Prompt: Copy the material below, renaming every "positive clicks" to "foreground clicks" and leaving everything else unchanged.

[Collection entries]
>>>>>

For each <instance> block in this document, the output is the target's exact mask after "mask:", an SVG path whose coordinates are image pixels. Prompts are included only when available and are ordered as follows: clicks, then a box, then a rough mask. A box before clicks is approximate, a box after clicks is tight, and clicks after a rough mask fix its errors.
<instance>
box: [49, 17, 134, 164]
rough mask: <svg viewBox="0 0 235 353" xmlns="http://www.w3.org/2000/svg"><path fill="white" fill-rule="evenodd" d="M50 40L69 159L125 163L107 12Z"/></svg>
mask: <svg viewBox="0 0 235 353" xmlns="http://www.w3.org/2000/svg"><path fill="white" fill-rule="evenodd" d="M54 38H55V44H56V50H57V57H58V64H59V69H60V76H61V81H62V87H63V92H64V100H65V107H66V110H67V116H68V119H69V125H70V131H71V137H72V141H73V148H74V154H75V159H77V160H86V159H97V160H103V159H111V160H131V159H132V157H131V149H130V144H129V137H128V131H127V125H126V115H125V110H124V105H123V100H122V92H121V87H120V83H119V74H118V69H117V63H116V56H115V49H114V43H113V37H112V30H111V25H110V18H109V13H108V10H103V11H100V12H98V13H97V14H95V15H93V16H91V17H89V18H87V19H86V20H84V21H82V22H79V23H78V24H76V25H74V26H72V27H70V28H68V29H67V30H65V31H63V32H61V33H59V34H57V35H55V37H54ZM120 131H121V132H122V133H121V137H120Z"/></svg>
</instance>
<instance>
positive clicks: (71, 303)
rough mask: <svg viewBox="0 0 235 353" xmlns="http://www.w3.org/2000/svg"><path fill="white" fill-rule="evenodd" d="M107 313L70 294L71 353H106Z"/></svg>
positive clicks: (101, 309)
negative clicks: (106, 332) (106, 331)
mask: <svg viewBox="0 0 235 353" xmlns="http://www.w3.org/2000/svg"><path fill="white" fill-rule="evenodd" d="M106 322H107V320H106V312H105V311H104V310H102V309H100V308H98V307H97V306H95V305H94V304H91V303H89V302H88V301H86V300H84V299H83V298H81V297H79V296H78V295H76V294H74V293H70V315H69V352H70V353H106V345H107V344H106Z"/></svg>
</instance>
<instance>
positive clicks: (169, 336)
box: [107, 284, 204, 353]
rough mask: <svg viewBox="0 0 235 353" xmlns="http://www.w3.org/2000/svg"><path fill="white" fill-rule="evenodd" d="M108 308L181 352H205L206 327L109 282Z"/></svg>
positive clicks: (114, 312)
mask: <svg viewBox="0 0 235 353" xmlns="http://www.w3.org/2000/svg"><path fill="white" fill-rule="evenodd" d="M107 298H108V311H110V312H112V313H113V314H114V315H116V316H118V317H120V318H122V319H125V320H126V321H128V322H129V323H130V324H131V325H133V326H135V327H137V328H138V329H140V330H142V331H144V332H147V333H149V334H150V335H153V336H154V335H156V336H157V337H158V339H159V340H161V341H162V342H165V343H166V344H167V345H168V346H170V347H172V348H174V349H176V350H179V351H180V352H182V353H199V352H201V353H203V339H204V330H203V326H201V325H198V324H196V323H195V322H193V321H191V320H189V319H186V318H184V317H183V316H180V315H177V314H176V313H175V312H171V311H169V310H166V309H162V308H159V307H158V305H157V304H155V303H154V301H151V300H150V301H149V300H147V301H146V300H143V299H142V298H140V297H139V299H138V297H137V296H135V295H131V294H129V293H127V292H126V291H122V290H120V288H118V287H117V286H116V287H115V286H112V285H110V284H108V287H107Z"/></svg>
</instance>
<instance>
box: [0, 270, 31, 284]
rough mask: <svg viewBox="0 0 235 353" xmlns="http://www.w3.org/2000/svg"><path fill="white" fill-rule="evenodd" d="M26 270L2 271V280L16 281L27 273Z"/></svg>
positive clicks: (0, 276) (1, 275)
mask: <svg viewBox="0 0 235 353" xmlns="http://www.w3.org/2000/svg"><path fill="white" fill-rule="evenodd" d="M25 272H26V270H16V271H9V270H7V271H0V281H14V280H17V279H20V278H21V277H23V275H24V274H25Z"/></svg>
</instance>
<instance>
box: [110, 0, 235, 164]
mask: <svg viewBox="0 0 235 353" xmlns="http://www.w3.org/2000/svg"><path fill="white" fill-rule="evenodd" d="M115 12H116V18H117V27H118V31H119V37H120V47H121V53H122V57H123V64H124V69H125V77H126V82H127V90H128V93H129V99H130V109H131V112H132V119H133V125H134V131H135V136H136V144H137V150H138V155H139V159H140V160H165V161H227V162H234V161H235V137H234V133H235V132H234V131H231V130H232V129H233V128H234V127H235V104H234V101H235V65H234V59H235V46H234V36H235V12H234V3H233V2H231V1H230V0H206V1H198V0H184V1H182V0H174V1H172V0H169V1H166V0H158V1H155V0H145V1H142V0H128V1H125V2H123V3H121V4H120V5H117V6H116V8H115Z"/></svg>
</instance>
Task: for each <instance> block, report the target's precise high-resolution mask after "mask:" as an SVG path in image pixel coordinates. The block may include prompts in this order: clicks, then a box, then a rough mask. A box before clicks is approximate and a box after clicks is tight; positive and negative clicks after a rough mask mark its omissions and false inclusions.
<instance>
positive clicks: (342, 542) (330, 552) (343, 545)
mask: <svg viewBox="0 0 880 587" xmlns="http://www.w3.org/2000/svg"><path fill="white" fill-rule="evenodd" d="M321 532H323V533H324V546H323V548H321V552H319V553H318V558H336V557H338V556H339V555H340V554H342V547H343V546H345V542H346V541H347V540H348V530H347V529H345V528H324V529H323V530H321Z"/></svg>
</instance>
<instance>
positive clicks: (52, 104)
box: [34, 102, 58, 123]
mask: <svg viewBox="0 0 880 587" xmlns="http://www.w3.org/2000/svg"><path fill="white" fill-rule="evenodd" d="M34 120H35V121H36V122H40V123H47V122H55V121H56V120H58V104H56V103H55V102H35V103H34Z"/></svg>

<<<<<

Task answer:
For each <instance> block in this document, the output is the target's exact mask after "mask:", an SVG path whose coordinates are image pixels. Prompts are included only when available and are ordered as follows: clicks, then a box, then a rough mask. A box before clicks is approximate, a box after clicks is tight, and clicks after a rough mask fix its errors.
<instance>
box: [49, 17, 134, 164]
rough mask: <svg viewBox="0 0 235 353" xmlns="http://www.w3.org/2000/svg"><path fill="white" fill-rule="evenodd" d="M50 40L69 159L125 163L107 12Z"/></svg>
mask: <svg viewBox="0 0 235 353" xmlns="http://www.w3.org/2000/svg"><path fill="white" fill-rule="evenodd" d="M54 38H55V44H56V50H57V57H58V64H59V69H60V76H61V81H62V87H63V92H64V100H65V107H66V110H67V116H68V119H69V125H70V131H71V137H72V141H73V148H74V154H75V159H77V160H86V159H97V160H103V159H111V160H131V159H132V157H131V149H130V144H129V137H128V131H127V125H126V115H125V110H124V105H123V100H122V92H121V87H120V83H119V74H118V69H117V63H116V56H115V49H114V43H113V37H112V30H111V25H110V18H109V13H108V10H103V11H100V12H98V13H97V14H95V15H93V16H91V17H89V18H87V19H86V20H84V21H82V22H79V23H78V24H76V25H74V26H72V27H70V28H68V29H67V30H65V31H63V32H61V33H59V34H57V35H55V37H54ZM120 131H121V132H122V133H121V137H120Z"/></svg>
</instance>
<instance>
foreground clicks: (71, 303)
rough mask: <svg viewBox="0 0 235 353" xmlns="http://www.w3.org/2000/svg"><path fill="white" fill-rule="evenodd" d="M107 313L70 294L71 353H106Z"/></svg>
foreground clicks: (101, 309)
negative clicks: (106, 332) (106, 331)
mask: <svg viewBox="0 0 235 353" xmlns="http://www.w3.org/2000/svg"><path fill="white" fill-rule="evenodd" d="M106 322H107V320H106V312H105V311H104V310H102V309H100V308H98V307H97V306H95V305H94V304H91V303H89V302H88V301H86V300H84V299H83V298H81V297H79V296H78V295H76V294H74V293H70V315H69V352H70V353H106V345H107V344H106Z"/></svg>
</instance>
<instance>
foreground clicks: (169, 336)
box: [107, 284, 204, 353]
rough mask: <svg viewBox="0 0 235 353" xmlns="http://www.w3.org/2000/svg"><path fill="white" fill-rule="evenodd" d="M108 308L181 352H205L206 327L109 282Z"/></svg>
foreground clicks: (114, 312)
mask: <svg viewBox="0 0 235 353" xmlns="http://www.w3.org/2000/svg"><path fill="white" fill-rule="evenodd" d="M107 298H108V311H110V312H112V313H113V314H114V315H116V316H118V317H120V318H122V319H125V320H126V321H128V322H129V323H130V324H131V325H133V326H135V327H137V328H138V329H140V330H142V331H144V332H147V333H149V334H150V335H153V336H154V335H156V336H157V337H158V339H159V340H161V341H162V342H165V343H166V344H167V345H168V346H170V347H172V348H174V349H176V350H179V351H180V352H182V353H199V352H201V353H203V339H204V330H203V326H201V325H198V324H196V323H195V322H193V321H191V320H189V319H186V318H184V317H183V316H180V315H177V314H176V313H175V312H171V311H169V310H166V309H162V308H159V307H158V305H157V304H155V303H154V301H151V300H150V301H149V300H147V301H146V300H143V299H142V298H140V297H139V299H138V297H137V296H135V295H131V294H129V293H127V292H126V291H122V290H120V288H118V287H117V286H116V287H115V286H112V285H110V284H108V287H107Z"/></svg>
</instance>
<instance>
box: [0, 270, 31, 284]
rough mask: <svg viewBox="0 0 235 353" xmlns="http://www.w3.org/2000/svg"><path fill="white" fill-rule="evenodd" d="M26 270L2 271V280L16 281L27 273Z"/></svg>
foreground clicks: (0, 276) (1, 275)
mask: <svg viewBox="0 0 235 353" xmlns="http://www.w3.org/2000/svg"><path fill="white" fill-rule="evenodd" d="M25 272H26V270H16V271H9V270H7V271H0V281H14V280H17V279H20V278H21V277H23V275H24V274H25Z"/></svg>
</instance>
<instance>
box: [110, 0, 235, 164]
mask: <svg viewBox="0 0 235 353" xmlns="http://www.w3.org/2000/svg"><path fill="white" fill-rule="evenodd" d="M115 12H116V18H117V27H118V31H119V37H120V47H121V53H122V57H123V64H124V69H125V77H126V82H127V90H128V93H129V99H130V109H131V112H132V119H133V125H134V131H135V136H136V144H137V150H138V155H139V159H140V160H165V161H227V162H234V161H235V137H234V133H235V132H234V131H231V130H232V129H233V128H234V127H235V104H234V101H235V65H234V59H235V46H234V36H235V12H234V3H233V2H231V1H230V0H206V1H198V0H184V1H182V0H174V1H172V0H169V1H166V0H158V1H155V0H145V1H142V0H128V1H125V2H123V3H121V4H120V5H117V6H116V8H115Z"/></svg>
</instance>
Task: for each <instance> block, report the target's precise high-resolution mask after "mask:" as an SVG path in image pixel coordinates. The block may include prompts in this order: clicks, then a box, then a rough mask. A box before clicks is approximate and a box after clicks is tight; positive and negative clicks after a rough mask mark its omissions and false inclusions.
<instance>
foreground clicks: (342, 542) (330, 552) (343, 545)
mask: <svg viewBox="0 0 880 587" xmlns="http://www.w3.org/2000/svg"><path fill="white" fill-rule="evenodd" d="M321 532H323V533H324V546H323V548H321V552H319V553H318V558H336V557H338V556H339V555H340V554H342V547H343V546H345V542H346V541H347V540H348V530H347V529H345V528H324V529H323V530H321Z"/></svg>
</instance>
<instance>
foreground clicks: (52, 104)
box: [34, 102, 58, 123]
mask: <svg viewBox="0 0 880 587" xmlns="http://www.w3.org/2000/svg"><path fill="white" fill-rule="evenodd" d="M34 120H35V121H36V122H40V123H47V122H55V121H56V120H58V104H56V103H55V102H35V103H34Z"/></svg>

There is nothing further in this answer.